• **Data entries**
..............................

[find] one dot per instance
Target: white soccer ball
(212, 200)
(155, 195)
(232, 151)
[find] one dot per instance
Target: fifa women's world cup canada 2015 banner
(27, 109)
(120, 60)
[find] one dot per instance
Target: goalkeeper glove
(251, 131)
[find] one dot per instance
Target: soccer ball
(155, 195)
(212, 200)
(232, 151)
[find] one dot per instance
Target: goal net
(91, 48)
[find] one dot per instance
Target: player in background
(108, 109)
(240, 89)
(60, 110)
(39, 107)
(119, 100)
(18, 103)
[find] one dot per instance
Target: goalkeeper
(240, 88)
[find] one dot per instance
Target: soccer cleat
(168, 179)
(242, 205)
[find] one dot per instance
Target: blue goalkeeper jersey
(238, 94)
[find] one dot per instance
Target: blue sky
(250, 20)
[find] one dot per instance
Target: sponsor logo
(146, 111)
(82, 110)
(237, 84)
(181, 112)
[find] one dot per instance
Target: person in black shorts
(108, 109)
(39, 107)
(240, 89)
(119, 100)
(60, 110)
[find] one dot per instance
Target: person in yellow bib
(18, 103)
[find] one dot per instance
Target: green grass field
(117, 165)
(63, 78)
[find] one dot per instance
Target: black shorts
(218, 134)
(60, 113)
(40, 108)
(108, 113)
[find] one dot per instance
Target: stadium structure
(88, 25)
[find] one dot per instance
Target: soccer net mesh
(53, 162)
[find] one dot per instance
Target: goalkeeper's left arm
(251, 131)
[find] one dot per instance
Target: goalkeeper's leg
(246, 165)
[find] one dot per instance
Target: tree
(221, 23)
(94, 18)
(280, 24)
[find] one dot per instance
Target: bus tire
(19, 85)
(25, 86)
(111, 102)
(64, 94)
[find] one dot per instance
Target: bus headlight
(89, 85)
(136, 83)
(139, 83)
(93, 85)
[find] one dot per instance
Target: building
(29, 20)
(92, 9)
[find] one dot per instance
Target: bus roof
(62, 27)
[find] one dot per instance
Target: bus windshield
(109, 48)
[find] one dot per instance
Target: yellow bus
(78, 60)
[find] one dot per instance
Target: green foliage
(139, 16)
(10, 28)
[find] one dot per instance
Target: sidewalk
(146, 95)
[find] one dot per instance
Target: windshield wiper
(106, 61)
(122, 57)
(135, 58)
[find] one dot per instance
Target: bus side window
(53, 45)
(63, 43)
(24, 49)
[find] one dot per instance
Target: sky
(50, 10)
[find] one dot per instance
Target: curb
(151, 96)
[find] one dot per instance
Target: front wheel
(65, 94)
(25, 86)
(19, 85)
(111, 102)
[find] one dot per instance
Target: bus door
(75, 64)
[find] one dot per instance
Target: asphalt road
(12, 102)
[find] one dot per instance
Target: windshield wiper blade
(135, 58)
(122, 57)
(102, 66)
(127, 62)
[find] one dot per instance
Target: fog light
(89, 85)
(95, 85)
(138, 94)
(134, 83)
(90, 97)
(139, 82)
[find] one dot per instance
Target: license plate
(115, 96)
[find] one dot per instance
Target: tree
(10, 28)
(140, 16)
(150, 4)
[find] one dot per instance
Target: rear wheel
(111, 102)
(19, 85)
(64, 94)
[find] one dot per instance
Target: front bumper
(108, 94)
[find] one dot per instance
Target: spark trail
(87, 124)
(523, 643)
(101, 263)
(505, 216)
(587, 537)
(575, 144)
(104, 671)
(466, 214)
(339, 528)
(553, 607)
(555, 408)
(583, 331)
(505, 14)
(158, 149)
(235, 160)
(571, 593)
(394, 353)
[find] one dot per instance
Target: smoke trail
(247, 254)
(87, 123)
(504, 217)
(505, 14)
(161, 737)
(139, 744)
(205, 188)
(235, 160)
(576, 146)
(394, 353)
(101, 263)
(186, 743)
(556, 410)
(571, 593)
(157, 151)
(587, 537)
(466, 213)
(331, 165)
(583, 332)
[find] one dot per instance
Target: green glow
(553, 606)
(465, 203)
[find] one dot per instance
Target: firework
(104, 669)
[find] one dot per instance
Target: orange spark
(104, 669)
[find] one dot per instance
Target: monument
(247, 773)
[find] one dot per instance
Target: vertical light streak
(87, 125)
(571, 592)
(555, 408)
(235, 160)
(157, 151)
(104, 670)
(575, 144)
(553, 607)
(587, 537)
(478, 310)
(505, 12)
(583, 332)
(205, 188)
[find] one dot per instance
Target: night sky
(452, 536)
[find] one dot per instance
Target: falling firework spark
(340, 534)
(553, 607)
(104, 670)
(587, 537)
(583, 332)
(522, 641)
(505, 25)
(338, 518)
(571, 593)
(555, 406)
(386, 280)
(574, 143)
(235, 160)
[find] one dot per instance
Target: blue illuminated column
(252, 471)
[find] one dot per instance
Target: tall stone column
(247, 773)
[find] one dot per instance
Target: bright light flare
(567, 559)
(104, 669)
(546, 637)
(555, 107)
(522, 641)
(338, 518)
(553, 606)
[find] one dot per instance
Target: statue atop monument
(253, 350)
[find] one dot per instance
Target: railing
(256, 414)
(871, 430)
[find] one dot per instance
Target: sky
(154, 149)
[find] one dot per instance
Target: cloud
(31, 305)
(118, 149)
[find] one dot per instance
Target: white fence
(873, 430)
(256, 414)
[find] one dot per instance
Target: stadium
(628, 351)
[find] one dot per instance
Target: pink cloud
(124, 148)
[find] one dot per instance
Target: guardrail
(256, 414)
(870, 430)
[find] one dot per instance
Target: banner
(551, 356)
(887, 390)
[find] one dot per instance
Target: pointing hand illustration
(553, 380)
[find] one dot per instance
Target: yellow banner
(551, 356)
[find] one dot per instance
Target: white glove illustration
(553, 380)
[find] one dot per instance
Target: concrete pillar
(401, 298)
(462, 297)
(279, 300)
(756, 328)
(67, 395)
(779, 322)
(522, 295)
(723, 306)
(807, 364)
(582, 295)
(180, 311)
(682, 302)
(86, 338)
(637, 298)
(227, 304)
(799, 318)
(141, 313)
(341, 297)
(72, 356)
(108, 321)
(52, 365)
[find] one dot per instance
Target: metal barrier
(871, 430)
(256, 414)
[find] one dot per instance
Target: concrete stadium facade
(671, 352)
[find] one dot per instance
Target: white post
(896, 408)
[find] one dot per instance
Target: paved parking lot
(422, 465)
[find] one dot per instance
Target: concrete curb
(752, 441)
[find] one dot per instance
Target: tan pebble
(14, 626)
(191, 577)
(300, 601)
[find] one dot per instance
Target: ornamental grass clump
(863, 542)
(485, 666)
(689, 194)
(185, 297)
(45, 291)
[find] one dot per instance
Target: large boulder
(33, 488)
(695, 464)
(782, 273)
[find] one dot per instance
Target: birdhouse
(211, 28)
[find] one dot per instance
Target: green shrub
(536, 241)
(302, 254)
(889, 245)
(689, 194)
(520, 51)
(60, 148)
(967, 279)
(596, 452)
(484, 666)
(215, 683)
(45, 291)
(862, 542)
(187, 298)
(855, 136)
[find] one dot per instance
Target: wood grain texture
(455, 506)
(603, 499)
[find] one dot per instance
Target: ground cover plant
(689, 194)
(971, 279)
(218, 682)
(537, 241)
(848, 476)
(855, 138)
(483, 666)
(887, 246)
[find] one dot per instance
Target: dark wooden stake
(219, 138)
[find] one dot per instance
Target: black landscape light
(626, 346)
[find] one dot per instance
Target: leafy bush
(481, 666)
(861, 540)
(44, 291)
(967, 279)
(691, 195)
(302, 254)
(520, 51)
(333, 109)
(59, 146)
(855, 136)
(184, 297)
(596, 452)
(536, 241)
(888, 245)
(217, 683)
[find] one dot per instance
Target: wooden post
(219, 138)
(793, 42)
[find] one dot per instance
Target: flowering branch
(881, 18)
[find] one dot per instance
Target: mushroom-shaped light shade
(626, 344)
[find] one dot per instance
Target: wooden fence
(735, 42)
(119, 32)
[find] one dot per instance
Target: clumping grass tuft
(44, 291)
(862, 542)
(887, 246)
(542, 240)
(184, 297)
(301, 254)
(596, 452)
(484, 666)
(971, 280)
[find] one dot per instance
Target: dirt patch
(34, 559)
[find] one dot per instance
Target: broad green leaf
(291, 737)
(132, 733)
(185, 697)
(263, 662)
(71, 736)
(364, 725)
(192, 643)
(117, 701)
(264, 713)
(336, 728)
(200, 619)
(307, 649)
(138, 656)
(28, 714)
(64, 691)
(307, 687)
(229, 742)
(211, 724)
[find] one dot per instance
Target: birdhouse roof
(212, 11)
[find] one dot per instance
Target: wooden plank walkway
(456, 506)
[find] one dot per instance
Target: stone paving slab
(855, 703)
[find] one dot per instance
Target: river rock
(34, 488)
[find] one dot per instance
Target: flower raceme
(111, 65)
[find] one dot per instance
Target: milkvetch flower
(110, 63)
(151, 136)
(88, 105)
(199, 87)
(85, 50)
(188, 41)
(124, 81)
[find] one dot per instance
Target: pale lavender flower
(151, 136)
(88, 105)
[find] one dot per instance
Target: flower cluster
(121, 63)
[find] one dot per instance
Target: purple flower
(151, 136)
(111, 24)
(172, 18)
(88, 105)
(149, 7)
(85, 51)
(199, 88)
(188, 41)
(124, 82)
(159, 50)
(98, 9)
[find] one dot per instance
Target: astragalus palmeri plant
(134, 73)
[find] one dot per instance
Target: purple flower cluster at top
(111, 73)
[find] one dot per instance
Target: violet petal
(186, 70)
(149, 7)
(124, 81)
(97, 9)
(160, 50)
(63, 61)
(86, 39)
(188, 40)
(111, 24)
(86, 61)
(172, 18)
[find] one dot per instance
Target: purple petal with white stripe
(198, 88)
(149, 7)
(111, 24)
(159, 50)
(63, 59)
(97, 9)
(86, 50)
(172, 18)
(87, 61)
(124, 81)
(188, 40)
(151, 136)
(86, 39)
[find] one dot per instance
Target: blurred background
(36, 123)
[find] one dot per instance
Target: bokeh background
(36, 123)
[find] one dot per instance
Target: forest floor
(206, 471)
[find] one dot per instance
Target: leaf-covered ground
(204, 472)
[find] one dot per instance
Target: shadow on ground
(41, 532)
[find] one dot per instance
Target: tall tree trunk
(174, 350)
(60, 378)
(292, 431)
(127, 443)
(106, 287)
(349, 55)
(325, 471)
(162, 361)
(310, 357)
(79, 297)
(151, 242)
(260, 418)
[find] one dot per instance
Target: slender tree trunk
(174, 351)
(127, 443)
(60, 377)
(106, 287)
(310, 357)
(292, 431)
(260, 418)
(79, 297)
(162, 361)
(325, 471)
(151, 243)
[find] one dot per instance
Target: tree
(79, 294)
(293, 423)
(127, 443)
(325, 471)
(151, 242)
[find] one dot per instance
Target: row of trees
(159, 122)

..............................

Determine how many lines of the items above contain the word "fence", and give only that number.

• **COMPLETE OUTPUT**
2